- **Excerpts of location labeling data**:
——————————

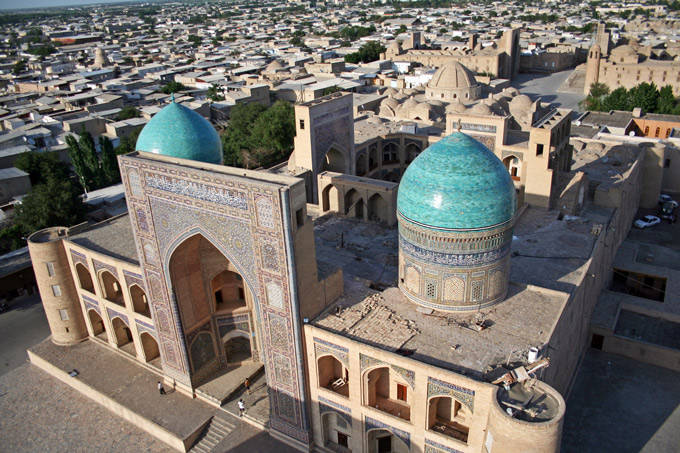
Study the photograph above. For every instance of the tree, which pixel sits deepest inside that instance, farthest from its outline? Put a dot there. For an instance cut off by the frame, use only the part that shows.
(644, 96)
(173, 87)
(129, 142)
(368, 52)
(109, 163)
(273, 132)
(42, 166)
(128, 112)
(214, 93)
(331, 90)
(55, 203)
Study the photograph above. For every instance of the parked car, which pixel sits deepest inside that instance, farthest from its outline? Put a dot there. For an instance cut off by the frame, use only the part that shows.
(663, 198)
(647, 221)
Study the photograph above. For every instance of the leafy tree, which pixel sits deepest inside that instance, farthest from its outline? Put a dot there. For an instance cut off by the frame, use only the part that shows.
(619, 99)
(19, 67)
(109, 162)
(214, 93)
(331, 90)
(273, 132)
(173, 87)
(368, 52)
(129, 142)
(645, 96)
(42, 166)
(128, 112)
(55, 203)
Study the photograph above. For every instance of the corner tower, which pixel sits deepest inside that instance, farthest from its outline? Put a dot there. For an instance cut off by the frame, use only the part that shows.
(455, 208)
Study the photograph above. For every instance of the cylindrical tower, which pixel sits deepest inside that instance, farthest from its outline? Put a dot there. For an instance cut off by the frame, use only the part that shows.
(537, 428)
(56, 286)
(592, 67)
(455, 208)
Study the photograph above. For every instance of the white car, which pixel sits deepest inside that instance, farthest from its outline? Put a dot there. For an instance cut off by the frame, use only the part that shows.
(663, 198)
(647, 221)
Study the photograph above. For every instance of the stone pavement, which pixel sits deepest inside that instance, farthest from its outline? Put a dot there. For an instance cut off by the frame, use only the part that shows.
(40, 413)
(621, 405)
(129, 384)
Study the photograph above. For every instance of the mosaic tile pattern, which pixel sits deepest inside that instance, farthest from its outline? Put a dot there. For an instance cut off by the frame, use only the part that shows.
(435, 447)
(435, 387)
(371, 424)
(181, 202)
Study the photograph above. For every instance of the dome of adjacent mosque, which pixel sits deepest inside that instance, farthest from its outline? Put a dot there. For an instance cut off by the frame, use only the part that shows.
(457, 183)
(625, 49)
(178, 131)
(456, 107)
(453, 75)
(481, 109)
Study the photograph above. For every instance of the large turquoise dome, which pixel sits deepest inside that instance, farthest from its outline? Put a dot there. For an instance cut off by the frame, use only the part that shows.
(457, 183)
(178, 131)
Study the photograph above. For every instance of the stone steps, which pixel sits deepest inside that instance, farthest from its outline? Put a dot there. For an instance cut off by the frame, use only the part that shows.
(215, 432)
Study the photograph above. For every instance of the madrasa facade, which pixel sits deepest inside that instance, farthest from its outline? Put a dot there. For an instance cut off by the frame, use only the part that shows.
(215, 266)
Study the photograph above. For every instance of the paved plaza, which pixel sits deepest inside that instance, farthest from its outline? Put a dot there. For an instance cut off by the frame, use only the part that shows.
(621, 405)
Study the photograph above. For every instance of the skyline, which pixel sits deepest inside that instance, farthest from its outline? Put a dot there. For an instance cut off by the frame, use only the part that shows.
(11, 5)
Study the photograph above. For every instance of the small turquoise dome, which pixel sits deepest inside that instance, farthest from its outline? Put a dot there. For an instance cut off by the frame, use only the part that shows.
(457, 183)
(178, 131)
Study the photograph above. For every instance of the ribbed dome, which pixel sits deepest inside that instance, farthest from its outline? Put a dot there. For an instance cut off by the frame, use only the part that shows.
(453, 75)
(178, 131)
(457, 183)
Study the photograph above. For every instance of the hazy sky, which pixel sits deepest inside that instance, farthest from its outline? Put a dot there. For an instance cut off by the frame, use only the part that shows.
(16, 4)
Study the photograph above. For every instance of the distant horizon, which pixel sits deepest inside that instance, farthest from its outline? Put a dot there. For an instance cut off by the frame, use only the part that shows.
(10, 5)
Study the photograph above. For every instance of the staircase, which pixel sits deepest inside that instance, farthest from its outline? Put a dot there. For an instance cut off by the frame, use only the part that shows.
(214, 432)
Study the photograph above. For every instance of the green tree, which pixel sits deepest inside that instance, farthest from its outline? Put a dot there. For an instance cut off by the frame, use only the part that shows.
(645, 96)
(619, 99)
(109, 163)
(128, 143)
(173, 87)
(331, 90)
(273, 133)
(85, 161)
(128, 112)
(42, 166)
(55, 203)
(214, 93)
(368, 52)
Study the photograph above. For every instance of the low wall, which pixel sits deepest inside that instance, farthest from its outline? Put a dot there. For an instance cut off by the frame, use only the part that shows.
(150, 427)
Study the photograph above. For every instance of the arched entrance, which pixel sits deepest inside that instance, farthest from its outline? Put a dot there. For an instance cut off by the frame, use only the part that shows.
(383, 441)
(150, 347)
(111, 286)
(211, 294)
(334, 160)
(336, 430)
(354, 204)
(97, 324)
(121, 332)
(329, 198)
(377, 208)
(139, 302)
(361, 165)
(237, 347)
(84, 278)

——————————

- **EXERCISE TASK**: Rewrite all of the records, swapping "photograph" for "image" and leaving everything else unchanged. Leave the pictures out of your answer.

- **TASK SOLUTION**:
Study the image above. For every instance of the tree, which pixel sits deepest inside that instance, farthest from its outline? Put a dot there. For an instance cut off by the frame, use only the part that shows.
(644, 96)
(173, 87)
(129, 142)
(368, 52)
(109, 163)
(273, 132)
(42, 166)
(128, 112)
(214, 93)
(331, 90)
(55, 203)
Study the image above. For every instance of the parked car, which pixel sits deepest inside that instance, farthest from its outline? Put a dot there. For an instance cut off by the frame, use only the part that shows.
(663, 198)
(647, 221)
Study the image above. For every instance of the leafy tree, which pixel sits deepest inside that instance, farthest from its outline? Put a dot there. For an instance cut off by the frame, use only the part that shows.
(619, 99)
(19, 67)
(109, 162)
(214, 93)
(331, 90)
(273, 132)
(173, 87)
(368, 52)
(129, 142)
(645, 96)
(42, 166)
(128, 112)
(55, 203)
Study the image above. For every instance of the corner tower, which pixel sits deepest inside that instance, farthest from its outline? Put a dot there. For an instance cut off by the frame, use only the part that shows.
(455, 208)
Study the image above. For every instance of the cylindrical tower, which pixel sits deepest inside that instance, farthest from its outline? Put a dot there. For an instance cut off by the frame, use only the part that shows.
(537, 428)
(56, 286)
(592, 67)
(455, 208)
Study the image above. For every instance of the white car, which pixel sits deepest inside that instance, farthest from its outline? Put a dot there. For an instance cut off by the frame, use only the part that shows.
(663, 198)
(647, 221)
Study the image above. For every instance of the stone pavement, which pixel sits deepest inside that instance, farthest from its outline? Put a dot there. For an instance cut off by the frame, use only the part that shows.
(40, 413)
(621, 405)
(129, 384)
Study the image above. For every instance of the mosaic tile pattern, which pixel sits deepest inside that instance, farthest from its outline? Put a dot there. For an instance cut off by the frame, use only the part that shows.
(435, 447)
(435, 387)
(371, 424)
(181, 202)
Study the image above. For every instance of the dome of adjacent mosque, which pixel sits deepest inside that instance, farthest from its outline? Put a dot there. For an instance cut off by the frame, use only the part that shows.
(457, 183)
(625, 49)
(178, 131)
(456, 107)
(453, 75)
(481, 109)
Study the image above. For every instance of the large turquoise dome, which pixel sits deepest inside that instance, farthest from its outline? Put a dot there. For an instance cut off by the frame, use only the part that shows.
(457, 183)
(178, 131)
Study the image above. For every instance of the stone steps, which pixel sits deepest inside that instance, farthest from its outline? Put a dot there. For an instance cut off by the frame, use only the part that shows.
(215, 432)
Study the image above. For every instance of the madrasa facade, which pixel sits deepest inside that instance, farthest from its outline? Put a dot there. For an instance cut off by the frame, use only the part that shows.
(215, 266)
Study the image above. For every instance of the paved plaza, which pixel sits deepest inside that instance, farthest from its outline? Put a dot there. For an instance cut off by the frame, use only the part that shows.
(621, 405)
Study the image above. For every instance of the skyline, which pixel sits deepest inside that instance, farthest from its outline? Put a dot there. For an instance cut off by the frame, use only the part that shows.
(11, 5)
Study the image above. For every instance of the small turquoise dome, which pixel sits deepest inside that instance, farthest from its outline? Put a dot there. For an instance cut off by the frame, use only the part that shows.
(457, 183)
(178, 131)
Study the image above. For every instance of the ribbed dome, which pixel sits deepest inside that instance, farthest from its outline? Put a dot there. For an instance cut off by the frame, use only the part that shows.
(453, 75)
(178, 131)
(457, 183)
Study the image above. For every instance of the hazy sky, which pixel sits deepest inside that instance, farthest from its outline? Put a dot there. For an instance cut off by the frame, use only the part that shows.
(16, 4)
Study the image above. For every instance of the distant horizon, which pixel sits deepest inside that instance, farthest from its outline? Put a dot there. For an instance cut off by the frame, use only the part that shows.
(10, 5)
Study the image above. For every instance of the staircase, which pixel sits deepest inside that instance, farthest from its outline? Put a dot there. For an instance cut off by the frame, use only the part that shows.
(214, 432)
Study the image above. For every instance of the green tree, which pixel sits deepest inside that instance, farthest from its outline? Put a dot there. For an instance cut off by the frame, use only the part that shows.
(645, 96)
(619, 99)
(109, 163)
(128, 143)
(173, 87)
(331, 90)
(273, 133)
(85, 161)
(128, 112)
(42, 166)
(55, 203)
(214, 93)
(368, 52)
Study the image above. For every instance of the low wall, which pixel sits deepest inside that instance, farthest from its outline? Put a dot there. For an instance cut off by the frame, use only the part that shows.
(150, 427)
Study the image above. For every instance of the arched entrance, which pixel sits deepest inside that instance, farthest from its outline? Put a dot there. For an instance cut off by the frame, use only the part that shows.
(383, 441)
(150, 347)
(111, 286)
(211, 294)
(334, 160)
(336, 430)
(354, 204)
(97, 324)
(121, 332)
(329, 198)
(377, 208)
(139, 302)
(361, 165)
(237, 347)
(84, 278)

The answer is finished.